### Written problem
Everything from the line that contains "of the white" through the last line of the listing must be copied exactly, with both of those lines included and no others.
::::
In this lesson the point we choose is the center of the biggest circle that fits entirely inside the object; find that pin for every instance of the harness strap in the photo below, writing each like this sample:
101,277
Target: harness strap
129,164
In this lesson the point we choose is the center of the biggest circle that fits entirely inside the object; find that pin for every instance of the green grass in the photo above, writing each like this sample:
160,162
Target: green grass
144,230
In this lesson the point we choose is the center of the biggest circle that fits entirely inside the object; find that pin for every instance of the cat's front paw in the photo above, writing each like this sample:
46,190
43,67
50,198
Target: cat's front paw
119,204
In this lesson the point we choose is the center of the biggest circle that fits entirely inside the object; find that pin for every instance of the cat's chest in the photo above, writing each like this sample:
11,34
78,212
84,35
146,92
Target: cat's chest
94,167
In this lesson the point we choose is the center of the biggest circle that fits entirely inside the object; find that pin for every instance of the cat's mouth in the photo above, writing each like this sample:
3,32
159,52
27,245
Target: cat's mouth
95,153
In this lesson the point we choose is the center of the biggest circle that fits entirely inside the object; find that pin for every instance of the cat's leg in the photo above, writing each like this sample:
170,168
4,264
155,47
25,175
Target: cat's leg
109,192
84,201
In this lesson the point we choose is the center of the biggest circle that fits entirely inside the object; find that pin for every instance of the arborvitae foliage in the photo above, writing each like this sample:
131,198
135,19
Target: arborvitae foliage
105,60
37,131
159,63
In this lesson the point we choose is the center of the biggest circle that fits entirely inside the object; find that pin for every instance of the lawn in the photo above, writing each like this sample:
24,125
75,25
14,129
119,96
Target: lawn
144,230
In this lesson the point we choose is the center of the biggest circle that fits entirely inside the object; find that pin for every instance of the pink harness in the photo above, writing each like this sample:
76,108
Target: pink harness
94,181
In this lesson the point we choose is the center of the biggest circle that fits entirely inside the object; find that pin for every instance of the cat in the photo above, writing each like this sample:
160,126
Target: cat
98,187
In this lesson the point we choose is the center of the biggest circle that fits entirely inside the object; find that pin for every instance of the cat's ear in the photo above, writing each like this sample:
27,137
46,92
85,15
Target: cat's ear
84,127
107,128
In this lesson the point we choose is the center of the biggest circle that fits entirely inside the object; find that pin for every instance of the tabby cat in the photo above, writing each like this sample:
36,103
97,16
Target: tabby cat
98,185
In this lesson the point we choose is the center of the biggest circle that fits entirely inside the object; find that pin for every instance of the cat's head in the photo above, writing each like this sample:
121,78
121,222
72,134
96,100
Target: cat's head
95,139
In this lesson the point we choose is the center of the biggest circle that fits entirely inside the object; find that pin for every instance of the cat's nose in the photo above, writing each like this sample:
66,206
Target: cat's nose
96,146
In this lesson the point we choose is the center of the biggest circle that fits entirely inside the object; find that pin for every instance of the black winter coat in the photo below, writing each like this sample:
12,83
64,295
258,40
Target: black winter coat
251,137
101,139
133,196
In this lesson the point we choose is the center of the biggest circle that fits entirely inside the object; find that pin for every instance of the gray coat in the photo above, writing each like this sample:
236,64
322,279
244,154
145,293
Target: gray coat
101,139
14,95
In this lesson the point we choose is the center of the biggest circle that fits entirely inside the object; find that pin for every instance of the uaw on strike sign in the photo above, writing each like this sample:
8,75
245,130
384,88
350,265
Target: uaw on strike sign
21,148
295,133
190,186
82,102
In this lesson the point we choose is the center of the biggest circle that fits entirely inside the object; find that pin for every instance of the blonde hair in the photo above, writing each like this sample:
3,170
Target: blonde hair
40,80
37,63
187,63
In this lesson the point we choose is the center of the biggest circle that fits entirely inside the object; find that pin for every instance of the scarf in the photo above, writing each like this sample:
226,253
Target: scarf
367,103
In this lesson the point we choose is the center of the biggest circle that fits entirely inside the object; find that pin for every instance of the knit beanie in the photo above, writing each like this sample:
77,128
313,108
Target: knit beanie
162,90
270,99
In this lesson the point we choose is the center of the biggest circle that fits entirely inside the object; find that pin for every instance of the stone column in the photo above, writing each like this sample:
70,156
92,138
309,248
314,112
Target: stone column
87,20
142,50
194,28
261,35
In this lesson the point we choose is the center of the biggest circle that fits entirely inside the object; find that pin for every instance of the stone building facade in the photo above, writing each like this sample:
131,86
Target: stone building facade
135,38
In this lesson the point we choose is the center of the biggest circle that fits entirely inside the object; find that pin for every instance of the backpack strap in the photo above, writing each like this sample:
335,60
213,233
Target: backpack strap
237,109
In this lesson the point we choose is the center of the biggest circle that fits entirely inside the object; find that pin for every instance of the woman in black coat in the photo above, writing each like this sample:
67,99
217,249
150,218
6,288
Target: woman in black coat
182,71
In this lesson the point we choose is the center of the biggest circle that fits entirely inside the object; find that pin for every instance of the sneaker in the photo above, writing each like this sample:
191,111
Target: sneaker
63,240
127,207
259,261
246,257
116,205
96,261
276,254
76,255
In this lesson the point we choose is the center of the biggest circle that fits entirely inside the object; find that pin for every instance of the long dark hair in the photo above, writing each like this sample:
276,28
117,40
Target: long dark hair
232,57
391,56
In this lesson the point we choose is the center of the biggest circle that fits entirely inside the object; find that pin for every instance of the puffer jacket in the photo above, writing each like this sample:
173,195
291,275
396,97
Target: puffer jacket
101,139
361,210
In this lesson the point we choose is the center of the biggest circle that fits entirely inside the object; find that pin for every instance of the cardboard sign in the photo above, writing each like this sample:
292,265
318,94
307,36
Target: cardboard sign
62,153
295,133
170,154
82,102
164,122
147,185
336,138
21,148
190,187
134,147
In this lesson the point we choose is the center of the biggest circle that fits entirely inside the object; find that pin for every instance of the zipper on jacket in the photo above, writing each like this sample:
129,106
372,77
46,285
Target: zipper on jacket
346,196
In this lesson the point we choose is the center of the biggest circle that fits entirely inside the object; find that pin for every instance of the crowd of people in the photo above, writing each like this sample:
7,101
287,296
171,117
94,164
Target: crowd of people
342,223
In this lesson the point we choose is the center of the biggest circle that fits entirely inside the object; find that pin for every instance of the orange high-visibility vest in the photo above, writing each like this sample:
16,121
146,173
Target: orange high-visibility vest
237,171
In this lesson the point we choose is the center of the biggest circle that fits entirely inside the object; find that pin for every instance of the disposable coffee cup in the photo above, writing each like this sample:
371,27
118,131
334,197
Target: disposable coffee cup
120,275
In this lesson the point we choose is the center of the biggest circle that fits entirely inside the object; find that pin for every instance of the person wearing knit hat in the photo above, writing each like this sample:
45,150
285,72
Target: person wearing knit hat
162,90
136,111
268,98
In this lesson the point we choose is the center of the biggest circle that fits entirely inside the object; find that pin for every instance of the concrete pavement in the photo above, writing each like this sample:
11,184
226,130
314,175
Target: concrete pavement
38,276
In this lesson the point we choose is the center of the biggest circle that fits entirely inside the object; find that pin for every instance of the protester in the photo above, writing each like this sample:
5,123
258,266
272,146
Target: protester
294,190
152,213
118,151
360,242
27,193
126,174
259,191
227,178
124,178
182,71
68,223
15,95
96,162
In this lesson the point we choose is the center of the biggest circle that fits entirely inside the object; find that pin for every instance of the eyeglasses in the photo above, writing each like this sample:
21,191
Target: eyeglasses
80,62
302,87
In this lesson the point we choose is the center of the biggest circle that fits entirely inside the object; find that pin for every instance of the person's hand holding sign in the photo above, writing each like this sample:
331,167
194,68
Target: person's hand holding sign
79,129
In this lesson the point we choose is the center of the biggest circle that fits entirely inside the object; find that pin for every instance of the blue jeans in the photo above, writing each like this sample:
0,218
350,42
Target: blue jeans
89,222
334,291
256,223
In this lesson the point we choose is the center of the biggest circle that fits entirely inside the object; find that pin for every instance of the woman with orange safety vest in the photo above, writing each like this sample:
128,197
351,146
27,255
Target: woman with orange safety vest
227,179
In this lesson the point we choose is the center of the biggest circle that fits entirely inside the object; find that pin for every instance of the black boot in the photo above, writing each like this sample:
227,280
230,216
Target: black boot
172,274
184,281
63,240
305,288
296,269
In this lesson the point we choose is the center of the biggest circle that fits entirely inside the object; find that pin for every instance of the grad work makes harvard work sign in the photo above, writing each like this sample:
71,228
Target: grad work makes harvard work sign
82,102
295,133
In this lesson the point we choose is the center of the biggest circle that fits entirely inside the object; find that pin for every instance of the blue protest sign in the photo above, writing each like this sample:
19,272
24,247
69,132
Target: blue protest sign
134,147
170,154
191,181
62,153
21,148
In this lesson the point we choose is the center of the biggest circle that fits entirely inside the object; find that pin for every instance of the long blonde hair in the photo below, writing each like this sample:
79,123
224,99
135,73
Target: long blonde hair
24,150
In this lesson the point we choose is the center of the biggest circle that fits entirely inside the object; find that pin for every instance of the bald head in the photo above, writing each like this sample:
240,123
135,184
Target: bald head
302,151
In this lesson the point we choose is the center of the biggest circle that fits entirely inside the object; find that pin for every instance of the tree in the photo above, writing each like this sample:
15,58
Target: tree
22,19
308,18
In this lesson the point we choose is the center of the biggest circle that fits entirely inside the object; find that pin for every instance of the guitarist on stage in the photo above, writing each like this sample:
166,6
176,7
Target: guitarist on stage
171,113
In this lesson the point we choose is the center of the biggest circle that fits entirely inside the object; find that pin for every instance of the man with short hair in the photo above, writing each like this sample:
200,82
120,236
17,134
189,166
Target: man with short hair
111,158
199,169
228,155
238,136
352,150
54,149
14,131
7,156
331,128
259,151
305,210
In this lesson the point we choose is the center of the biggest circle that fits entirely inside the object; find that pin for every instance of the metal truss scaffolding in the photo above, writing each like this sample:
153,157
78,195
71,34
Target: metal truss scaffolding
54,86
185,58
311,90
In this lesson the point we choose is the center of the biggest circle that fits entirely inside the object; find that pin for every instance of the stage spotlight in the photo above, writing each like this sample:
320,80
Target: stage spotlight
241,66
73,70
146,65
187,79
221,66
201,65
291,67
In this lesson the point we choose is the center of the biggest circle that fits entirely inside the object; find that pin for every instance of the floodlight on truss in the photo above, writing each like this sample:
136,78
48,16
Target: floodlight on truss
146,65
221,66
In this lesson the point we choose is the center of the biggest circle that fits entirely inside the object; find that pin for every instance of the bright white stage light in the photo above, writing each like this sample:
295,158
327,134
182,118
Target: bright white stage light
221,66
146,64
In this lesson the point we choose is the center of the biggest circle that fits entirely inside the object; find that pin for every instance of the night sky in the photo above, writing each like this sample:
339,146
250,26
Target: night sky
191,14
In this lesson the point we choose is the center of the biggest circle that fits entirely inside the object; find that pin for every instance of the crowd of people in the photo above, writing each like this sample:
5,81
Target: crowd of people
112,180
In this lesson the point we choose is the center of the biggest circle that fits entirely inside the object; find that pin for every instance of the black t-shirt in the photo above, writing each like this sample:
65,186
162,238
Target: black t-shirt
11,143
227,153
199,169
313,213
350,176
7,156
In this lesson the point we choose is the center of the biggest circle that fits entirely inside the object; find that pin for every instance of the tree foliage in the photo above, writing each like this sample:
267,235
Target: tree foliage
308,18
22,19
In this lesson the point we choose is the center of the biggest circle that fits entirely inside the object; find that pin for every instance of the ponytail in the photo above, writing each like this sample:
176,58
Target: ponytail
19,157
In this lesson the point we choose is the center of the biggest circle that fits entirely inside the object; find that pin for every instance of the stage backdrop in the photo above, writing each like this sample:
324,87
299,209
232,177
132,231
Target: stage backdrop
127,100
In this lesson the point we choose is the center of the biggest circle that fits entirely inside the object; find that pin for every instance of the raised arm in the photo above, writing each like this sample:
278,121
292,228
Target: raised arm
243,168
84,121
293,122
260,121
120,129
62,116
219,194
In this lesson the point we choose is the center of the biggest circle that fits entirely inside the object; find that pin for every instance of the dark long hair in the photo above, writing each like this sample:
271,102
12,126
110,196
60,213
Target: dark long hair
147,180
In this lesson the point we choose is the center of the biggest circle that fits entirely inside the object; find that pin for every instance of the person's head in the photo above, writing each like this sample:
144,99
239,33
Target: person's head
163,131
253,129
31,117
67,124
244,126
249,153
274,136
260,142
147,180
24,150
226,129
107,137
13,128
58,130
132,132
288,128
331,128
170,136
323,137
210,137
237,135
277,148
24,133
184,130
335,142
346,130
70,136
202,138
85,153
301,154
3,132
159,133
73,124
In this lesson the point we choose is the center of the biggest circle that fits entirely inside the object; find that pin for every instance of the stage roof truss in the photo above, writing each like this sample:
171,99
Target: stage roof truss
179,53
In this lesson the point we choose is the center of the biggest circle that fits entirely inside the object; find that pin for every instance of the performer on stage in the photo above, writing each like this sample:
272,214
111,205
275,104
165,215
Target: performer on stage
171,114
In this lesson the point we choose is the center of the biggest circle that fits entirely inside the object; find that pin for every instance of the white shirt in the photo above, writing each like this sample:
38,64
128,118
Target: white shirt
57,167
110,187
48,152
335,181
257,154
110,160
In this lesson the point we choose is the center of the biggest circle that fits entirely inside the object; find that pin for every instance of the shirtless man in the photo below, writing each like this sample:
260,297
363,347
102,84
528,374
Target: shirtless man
::::
### Written answer
In this lesson the point we choose is the center of the biggest circle that fits entirely inside the object; find that pin for every instance of the white shirt in the photo above, writing each like this sample:
38,64
128,118
Target: white shirt
57,167
110,187
48,152
335,181
257,154
110,160
In this lesson the point we choose is the center of the biggest circle that fits entirely inside the object; find that pin for every instance of the shirtless man in the photo below, writing each like this sample:
260,297
363,347
102,84
528,374
Target: shirtless man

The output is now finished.